TEXT BLOCK

▽

- Interactive map of Mangateparu
- Coordinates: 37°35′21.69″S 175°30′08.09″E﻿ / ﻿37.5893583°S 175.5022472°E
- Country: New Zealand
- Region: Waikato
- District: Matamata-Piako District
- Ward: Morrinsville General Ward
- Electorates: Waikato; Hauraki-Waikato (Māori);

Government
- • Territorial Authority: Matamata-Piako District Council
- • Regional council: Waikato Regional Council
- • Mayor of Matamata-Piako: Ash Tanner
- • Waikato MP: Tim van de Molen
- • Hauraki-Waikato MP: Hana-Rawhiti Maipi-Clarke

Area
- • Total: 23.54 km^{2} (9.09 sq mi)

Population (2023 Census)
- • Total: 357
- • Density: 15.2/km^{2} (39.3/sq mi)
- Time zone: UTC+12 (NZST)
- • Summer (DST): UTC+13 (NZDT)

△

ENTRIES SHOWN
▽

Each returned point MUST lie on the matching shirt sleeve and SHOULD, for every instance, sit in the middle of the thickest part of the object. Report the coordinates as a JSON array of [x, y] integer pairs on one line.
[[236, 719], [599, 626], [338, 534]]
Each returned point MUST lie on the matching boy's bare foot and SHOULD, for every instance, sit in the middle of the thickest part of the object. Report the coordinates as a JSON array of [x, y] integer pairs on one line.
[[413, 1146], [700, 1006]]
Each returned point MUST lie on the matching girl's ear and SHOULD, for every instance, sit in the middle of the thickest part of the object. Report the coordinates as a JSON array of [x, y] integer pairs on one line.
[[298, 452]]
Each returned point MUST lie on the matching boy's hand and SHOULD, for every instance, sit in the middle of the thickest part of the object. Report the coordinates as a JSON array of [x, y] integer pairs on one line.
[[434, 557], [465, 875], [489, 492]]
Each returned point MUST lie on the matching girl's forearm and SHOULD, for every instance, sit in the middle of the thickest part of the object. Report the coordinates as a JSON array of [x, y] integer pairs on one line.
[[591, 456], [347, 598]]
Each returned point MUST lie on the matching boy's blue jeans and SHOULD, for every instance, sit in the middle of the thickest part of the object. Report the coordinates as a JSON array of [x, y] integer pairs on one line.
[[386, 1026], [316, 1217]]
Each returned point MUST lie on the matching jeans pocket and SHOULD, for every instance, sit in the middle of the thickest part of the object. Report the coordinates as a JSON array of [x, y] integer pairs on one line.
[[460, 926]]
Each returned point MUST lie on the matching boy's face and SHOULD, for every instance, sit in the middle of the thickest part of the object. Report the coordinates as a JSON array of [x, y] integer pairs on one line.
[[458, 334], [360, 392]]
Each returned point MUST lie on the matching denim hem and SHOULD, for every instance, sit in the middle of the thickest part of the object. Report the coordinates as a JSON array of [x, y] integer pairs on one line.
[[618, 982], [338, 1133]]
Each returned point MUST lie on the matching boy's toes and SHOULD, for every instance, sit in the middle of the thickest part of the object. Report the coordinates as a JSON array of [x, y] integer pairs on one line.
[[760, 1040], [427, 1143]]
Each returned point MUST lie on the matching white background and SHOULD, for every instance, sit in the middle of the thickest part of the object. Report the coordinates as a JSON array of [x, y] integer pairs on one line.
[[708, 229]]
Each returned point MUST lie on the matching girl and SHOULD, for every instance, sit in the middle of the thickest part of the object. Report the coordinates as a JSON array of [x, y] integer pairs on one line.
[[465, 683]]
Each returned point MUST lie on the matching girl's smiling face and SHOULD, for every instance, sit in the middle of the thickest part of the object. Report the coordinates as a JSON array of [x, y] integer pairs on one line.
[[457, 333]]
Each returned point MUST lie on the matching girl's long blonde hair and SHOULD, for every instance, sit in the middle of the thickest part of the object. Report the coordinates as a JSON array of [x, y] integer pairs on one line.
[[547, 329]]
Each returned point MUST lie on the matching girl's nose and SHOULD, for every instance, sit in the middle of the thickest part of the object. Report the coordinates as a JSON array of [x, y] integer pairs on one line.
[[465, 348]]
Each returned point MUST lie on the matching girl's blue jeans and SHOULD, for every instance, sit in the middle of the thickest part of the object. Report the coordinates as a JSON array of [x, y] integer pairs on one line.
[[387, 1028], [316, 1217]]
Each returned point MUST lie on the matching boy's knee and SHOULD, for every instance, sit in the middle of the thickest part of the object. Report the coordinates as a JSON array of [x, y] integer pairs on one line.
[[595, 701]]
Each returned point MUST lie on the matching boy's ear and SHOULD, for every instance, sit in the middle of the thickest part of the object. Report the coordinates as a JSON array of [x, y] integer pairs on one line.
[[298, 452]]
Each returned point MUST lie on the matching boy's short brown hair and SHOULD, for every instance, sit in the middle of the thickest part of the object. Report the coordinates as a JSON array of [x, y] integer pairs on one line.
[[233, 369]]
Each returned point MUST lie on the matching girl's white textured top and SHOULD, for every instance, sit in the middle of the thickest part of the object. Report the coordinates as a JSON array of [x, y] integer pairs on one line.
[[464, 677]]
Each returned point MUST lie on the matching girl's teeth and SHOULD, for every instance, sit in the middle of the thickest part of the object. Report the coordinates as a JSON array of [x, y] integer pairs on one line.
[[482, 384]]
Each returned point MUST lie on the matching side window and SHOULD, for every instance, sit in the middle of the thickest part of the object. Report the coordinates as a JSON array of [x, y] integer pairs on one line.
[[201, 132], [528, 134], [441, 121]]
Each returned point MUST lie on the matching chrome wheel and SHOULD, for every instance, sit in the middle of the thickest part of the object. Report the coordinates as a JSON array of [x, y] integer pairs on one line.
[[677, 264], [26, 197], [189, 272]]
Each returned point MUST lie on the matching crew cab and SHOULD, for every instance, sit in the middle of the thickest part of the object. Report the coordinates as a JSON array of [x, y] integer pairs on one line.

△

PROBLEMS AND TASKS
**1)** Check the Mangateparu summary against these statements and mark each yes or no, quoting the words of the summary that decide it.
(a) Mangateparu lies in the Waikato region.
(b) The 2023 Census gives Mangateparu a total population of 375.
(c) The Mayor of Matamata-Piako is Tim van de Molen.
**2)** Answer these questions from the Mangateparu summary.
(a) Which ward is Mangateparu in?
(b) What is its total area in square kilometers?
(c) What time zone does it use during daylight saving?
**3)** Write the next part of the Mangateparu summary, beginning right after its final line.

EXERCISE RESULTS
**1)**
(a) Yes: "Region: Waikato"
(b) No: "Total: 357"
(c) No: "Mayor of Matamata-Piako: Ash Tanner"

**2)**
(a) Morrinsville General Ward
(b) 23.54 km²
(c) UTC+13 (NZDT)

**3)**
- Area code: 07

= Mangateparu =

Mangateparu is a settlement nestled at the foot of the Hangawera Hills, north of Morrinsville, New Zealand.

==Etymology==
The name comes from the Māori words manga (stream), te (the) and paru (muddy or deep).

==History==

In 1876, 2000 acres of land at Mangateparu was owned by an Alsatian settler. 30 years later, Alexander Bell purchased 5500 acres of land, cleared out the bush and subdivided it into 150 to 200 acre sections. The Crown later purchased these sections in 1917 and used it to rehabilitate returned soldiers. Mangateparu was one of the largest soldier settlements in New Zealand.

==Demographics==
Mangateparu and its surrounds cover 23.54 km2. Mangateparu is part of the larger Tahuna-Mangateparu statistical area.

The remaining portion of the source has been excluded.